WORK ORDER: So that nothing is lost, transcribe each line of the records exactly.

[Data records]
┌────────
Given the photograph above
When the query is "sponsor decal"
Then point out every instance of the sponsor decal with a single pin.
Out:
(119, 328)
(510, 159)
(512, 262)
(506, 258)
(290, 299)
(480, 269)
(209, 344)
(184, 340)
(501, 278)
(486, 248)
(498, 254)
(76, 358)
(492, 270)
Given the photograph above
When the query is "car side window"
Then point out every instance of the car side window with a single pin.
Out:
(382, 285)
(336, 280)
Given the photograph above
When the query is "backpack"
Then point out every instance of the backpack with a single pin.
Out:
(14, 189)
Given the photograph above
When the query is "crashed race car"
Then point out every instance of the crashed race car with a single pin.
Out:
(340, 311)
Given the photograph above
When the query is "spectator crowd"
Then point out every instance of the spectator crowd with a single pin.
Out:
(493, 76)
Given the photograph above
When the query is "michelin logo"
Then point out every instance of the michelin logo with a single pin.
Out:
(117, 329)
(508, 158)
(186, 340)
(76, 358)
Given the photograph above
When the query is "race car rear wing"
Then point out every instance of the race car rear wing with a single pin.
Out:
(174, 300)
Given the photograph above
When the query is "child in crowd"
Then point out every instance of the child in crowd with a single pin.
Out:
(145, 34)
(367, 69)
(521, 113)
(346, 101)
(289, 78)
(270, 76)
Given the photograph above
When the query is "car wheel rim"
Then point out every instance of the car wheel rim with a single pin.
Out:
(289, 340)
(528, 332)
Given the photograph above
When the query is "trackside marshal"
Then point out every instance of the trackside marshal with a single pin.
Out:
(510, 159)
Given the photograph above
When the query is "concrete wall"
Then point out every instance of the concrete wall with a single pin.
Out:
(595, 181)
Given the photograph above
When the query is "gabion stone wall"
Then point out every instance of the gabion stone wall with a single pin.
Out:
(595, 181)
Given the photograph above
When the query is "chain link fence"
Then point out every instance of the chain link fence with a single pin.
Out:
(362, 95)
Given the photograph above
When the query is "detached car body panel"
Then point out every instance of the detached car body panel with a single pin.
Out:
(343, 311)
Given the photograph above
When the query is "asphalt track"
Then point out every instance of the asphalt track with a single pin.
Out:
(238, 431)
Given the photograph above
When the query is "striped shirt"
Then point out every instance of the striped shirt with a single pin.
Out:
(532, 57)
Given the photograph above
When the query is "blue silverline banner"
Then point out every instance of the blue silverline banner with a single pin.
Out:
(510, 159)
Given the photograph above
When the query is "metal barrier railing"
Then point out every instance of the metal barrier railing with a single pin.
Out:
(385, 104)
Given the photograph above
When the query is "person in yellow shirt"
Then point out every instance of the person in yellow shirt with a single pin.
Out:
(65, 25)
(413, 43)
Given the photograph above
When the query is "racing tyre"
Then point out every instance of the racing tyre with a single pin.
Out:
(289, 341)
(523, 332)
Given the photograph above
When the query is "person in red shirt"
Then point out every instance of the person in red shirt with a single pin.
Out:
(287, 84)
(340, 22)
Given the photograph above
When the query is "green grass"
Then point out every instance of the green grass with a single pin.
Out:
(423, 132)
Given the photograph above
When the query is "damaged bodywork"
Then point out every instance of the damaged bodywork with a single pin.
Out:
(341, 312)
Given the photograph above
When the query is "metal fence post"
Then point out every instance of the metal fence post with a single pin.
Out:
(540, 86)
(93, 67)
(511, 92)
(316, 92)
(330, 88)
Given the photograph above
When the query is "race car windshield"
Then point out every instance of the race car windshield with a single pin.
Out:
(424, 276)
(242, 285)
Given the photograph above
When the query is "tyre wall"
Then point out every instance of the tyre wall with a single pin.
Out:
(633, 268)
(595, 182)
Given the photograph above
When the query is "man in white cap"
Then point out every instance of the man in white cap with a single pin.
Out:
└────────
EXPECTED ANSWER:
Given the photograph above
When the query is "sponsor decal"
Then point out every instance of the sponsor decal with a single pin.
Out:
(119, 328)
(510, 159)
(512, 262)
(506, 258)
(290, 299)
(480, 269)
(209, 344)
(184, 340)
(501, 278)
(486, 248)
(498, 254)
(76, 358)
(492, 270)
Given the photograph above
When the query is "car side window"
Then point out every instance of the car side window with a single pin.
Out:
(382, 285)
(336, 280)
Given the photograph above
When the query is "backpack"
Then point out every instance of the backpack with a single pin.
Out:
(14, 189)
Given the photograph above
When the query is "crashed race car"
Then point out every instance of the crashed race car with a single pin.
Out:
(340, 311)
Given the photograph above
When the query is "spectator crowd"
Then point out every instance of the spectator crowd with a single pin.
Out:
(493, 76)
Given the photograph above
When the query is "michelin logo"
Then point out every instance of the michelin logo with a single pin.
Out:
(117, 329)
(508, 158)
(186, 340)
(76, 358)
Given the photograph above
When the query is "race car rear wing"
Then point out every instance of the race car rear wing with a single pin.
Out:
(174, 300)
Given the photograph above
When the query is "child in crowd"
Then point out every instance of the child in crowd with a single pin.
Out:
(145, 34)
(367, 69)
(521, 113)
(346, 101)
(289, 78)
(270, 76)
Given the photograph above
When the query is "car wheel rim"
Then point out every instance of the car wheel rim with a single pin.
Out:
(289, 340)
(528, 332)
Given the photograph above
When the query is "trackside marshal"
Then point out every instance of the trackside marshal with a single pin.
Out:
(510, 159)
Given the photograph above
When the query is "concrete wall"
Then point out every instance of the concrete wall with a single pin.
Out:
(595, 181)
Given the photograph above
When the query is "gabion stone wall"
Then point out every instance of the gabion stone wall with a single pin.
Out:
(595, 181)
Given the photograph above
When the query is "chain link fence"
Then point out every instance of the chain link fence with a single pin.
Out:
(362, 95)
Given the photograph above
When the query is "detached car body panel"
Then point out every instance of the detached car body panel with a single pin.
Out:
(343, 311)
Given the photograph above
When the query is "asphalt track"
Then point out every instance of the asphalt track with a single pin.
Out:
(238, 431)
Given the photograph above
When the query is "striped shirt"
Then point out every instance of the striped shirt with a single pin.
Out:
(532, 57)
Given the photograph above
When the query is "blue silverline banner"
Then point out every instance of the blue silverline banner with a single pin.
Out:
(510, 159)
Given the photograph above
When the query is "metal barrier railing"
Then point out every instance of the metal barrier railing with a single pin.
Out:
(385, 104)
Given the photograph above
When the query is "person in yellow shirt"
Then point out every instance of the person in yellow shirt with a single pin.
Out:
(65, 25)
(413, 43)
Given the photograph above
When the query is "racing tyre"
Then point out every instance of the racing tyre with a single pin.
Out:
(289, 341)
(523, 332)
Given the photograph above
When the query is "person in red shirt"
Then point out every instance of the person in red shirt with a single pin.
Out:
(287, 84)
(340, 22)
Given the photograph above
When the query is "green grass"
Then point out every instance of the green grass with a single pin.
Out:
(423, 132)
Given the photograph above
When the query is "damaged bodywork"
Then point out every instance of the damaged bodywork with a single pin.
Out:
(341, 312)
Given the photograph above
When the query is "metal fence post"
Then point out every instance of the metal fence post with a single pin.
Out:
(540, 86)
(93, 67)
(511, 92)
(316, 92)
(330, 88)
Given the photograph above
When the query is "race car windshield"
Then point out every instance of the race car windshield with a single pin.
Out:
(424, 276)
(242, 285)
Given the photograph above
When the query is "tyre wall"
Then point out every instance of the tyre wall with a single pin.
Out:
(633, 268)
(595, 182)
Given the photograph above
When the query is "man in white cap"
Then point out every instance of the man in white cap with a single pin.
Out:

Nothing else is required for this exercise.